## EXTRACT PROVIDED
Medical needs of homeless neglected

Draft plan to meet medical needs of homeless gets no response from government

sonal

Sonal Matharu | January 28, 2011



Callousness of bureaucracy and our urbanisation policies are responsible for the exclusion of the homeless people in the city and elsewhere, said Miloon Kothari, former UN special rapporteur on the rights to adequate housing here on Thursday.

“India has not adopted a human rights convention. Just providing shelter to the homeless is not enough. These shelters should be accessible,” said Kothari. He was speaking at a discussion at the India International Centre on ‘Below Count: medical services for the homeless in Delhi’.

Research shows that the health effects on the homeless are very severe and range from heart diseases, tuberculosis, skin problems, nutritional disorders, sleep deprivation, mental retardation and chronic stress, he said.

Dr Amod Kumar from department of community medicine, St. Stephens hospital, who mapped the city’s homeless and did an extensive survey on their health needs, said that the pain threshold for the homeless is very high. They do not complain till the pain becomes unbearable.

“They do not have any family and face social exclusion so no one even bothers to take them to the hospital. They themselves shy away from conventional methods of getting treatment. Even in the hospitals they are not treated properly because usually the hospitals ask for an attendant in case of admissions,” said Kumar.

According to the survey by Kumar, there are about 67,000 homeless in Delhi out of which more than 33 percent are staying at the same spot for more than 11 years. He, however, adds that there is an organised way of responding to the needs of the homeless wherein, state appointed NGOs are taking charge of the shelters and the food. But monitoring of the system is not adequate.

Policy for the medical needs of the homeless are not covered under any health systems or programmes. Dr Kumar with his team has proposed a health plan for the homeless and given a draft of the same to the Delhi government but no response has come from the authorities, he said.

“The government has not given us anything in writing about the plan. We have given the draft to the court for consideration,” said Kumar.

Some of the ideas proposed in the plan include training people in basic healthcare needs who will be called link workers. These 200 link workers should reach out to the homeless to help them prevent illnesses. Four vehicles for emergency rescue will be deployed and six units across the city will be compiling information on the homeless who are ill. The plan would need a budget of Rs 1.6 crore per year.

## SUPPLIED ENTRIES

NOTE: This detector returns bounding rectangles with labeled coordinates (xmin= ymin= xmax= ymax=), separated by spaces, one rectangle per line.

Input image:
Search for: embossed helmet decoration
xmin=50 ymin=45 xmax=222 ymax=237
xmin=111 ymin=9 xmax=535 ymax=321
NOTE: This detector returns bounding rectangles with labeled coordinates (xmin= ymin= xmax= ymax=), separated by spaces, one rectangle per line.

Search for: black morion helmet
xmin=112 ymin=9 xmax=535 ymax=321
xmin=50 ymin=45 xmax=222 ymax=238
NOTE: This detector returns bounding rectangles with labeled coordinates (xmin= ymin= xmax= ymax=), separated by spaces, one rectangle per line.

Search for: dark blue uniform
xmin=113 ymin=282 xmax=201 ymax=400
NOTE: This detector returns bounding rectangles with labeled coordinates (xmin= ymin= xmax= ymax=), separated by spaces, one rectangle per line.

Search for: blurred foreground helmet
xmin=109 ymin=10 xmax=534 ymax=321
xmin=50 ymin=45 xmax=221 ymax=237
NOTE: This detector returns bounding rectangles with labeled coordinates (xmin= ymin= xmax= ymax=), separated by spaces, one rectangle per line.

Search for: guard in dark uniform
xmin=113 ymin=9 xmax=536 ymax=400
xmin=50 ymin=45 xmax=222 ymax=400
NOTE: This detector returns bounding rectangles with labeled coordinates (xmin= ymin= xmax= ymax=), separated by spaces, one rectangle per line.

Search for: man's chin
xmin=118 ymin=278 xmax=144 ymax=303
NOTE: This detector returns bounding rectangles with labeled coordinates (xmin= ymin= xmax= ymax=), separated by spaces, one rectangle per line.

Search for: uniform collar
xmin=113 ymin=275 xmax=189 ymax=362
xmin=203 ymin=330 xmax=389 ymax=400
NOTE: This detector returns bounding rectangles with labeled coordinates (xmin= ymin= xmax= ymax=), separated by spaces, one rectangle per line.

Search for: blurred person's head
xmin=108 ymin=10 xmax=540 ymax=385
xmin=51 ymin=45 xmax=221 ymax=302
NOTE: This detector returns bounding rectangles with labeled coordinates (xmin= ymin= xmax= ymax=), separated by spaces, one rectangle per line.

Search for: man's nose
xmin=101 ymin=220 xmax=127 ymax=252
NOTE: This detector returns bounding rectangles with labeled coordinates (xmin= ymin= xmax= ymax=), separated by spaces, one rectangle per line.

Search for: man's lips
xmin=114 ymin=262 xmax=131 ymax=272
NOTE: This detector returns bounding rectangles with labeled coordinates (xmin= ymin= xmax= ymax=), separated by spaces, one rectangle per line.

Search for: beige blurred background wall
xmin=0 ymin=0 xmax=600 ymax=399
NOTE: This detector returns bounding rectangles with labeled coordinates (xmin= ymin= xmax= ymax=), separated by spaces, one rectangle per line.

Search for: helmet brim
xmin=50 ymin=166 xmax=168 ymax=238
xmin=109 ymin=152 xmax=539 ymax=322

==

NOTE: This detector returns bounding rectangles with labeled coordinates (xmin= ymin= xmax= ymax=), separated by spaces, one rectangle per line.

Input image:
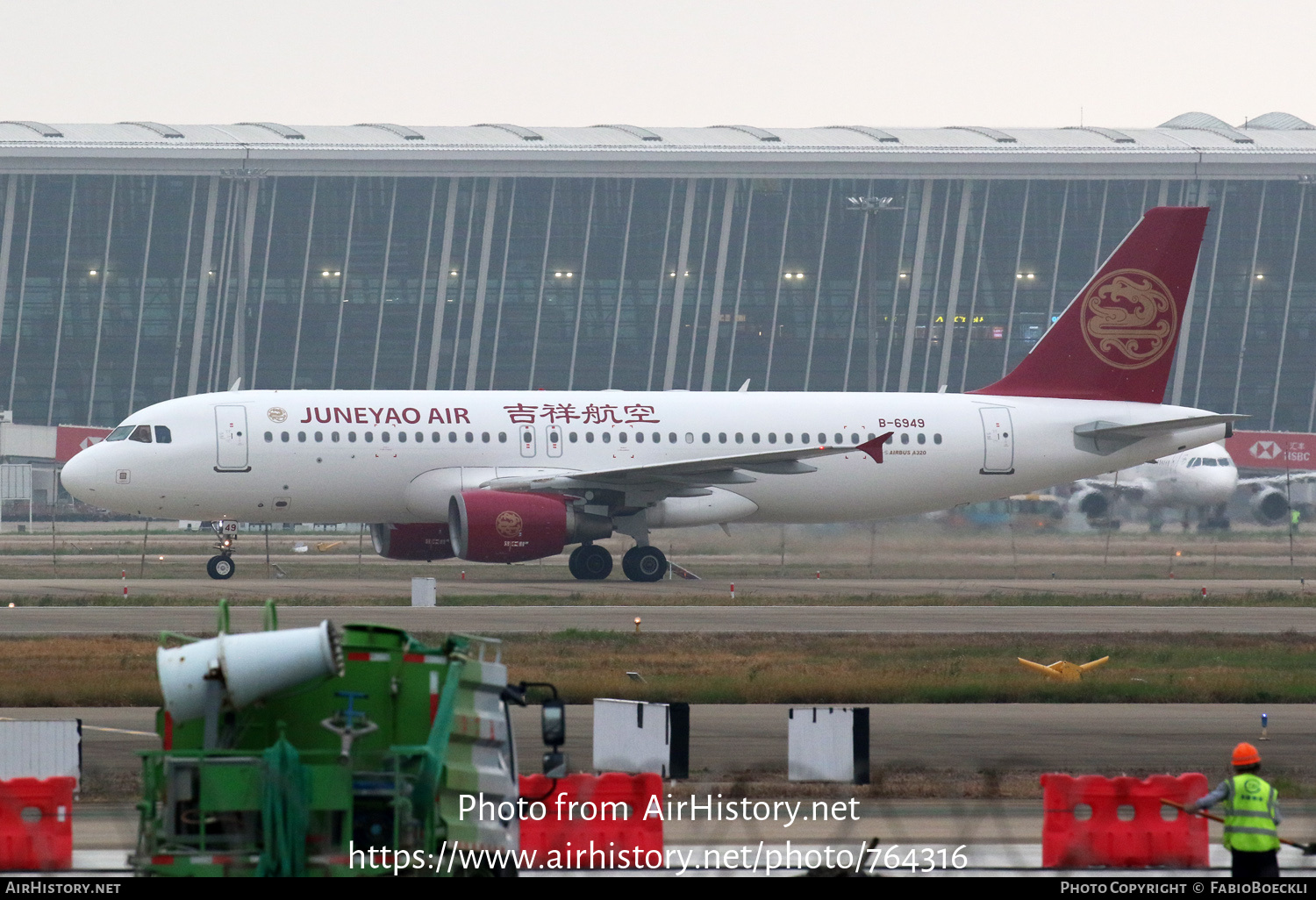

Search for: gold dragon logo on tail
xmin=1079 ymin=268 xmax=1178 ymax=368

...

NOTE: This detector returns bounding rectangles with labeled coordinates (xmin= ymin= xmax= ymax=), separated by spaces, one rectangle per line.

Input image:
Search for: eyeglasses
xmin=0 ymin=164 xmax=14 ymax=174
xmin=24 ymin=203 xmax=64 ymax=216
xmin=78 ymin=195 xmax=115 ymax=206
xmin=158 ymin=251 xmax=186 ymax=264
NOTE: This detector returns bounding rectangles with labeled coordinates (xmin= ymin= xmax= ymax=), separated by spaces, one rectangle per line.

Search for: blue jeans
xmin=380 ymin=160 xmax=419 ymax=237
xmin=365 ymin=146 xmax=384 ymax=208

## DESCRIPTION OF THE TASK
Please retype the part of the article on the homeless in Delhi that opens with the words containing "Medical needs of homeless neglected" and closes with "here on Thursday.". Work only from the article on the homeless in Delhi.

## REPLY TO THE EXERCISE
Medical needs of homeless neglected

Draft plan to meet medical needs of homeless gets no response from government

sonal

Sonal Matharu | January 28, 2011



Callousness of bureaucracy and our urbanisation policies are responsible for the exclusion of the homeless people in the city and elsewhere, said Miloon Kothari, former UN special rapporteur on the rights to adequate housing here on Thursday.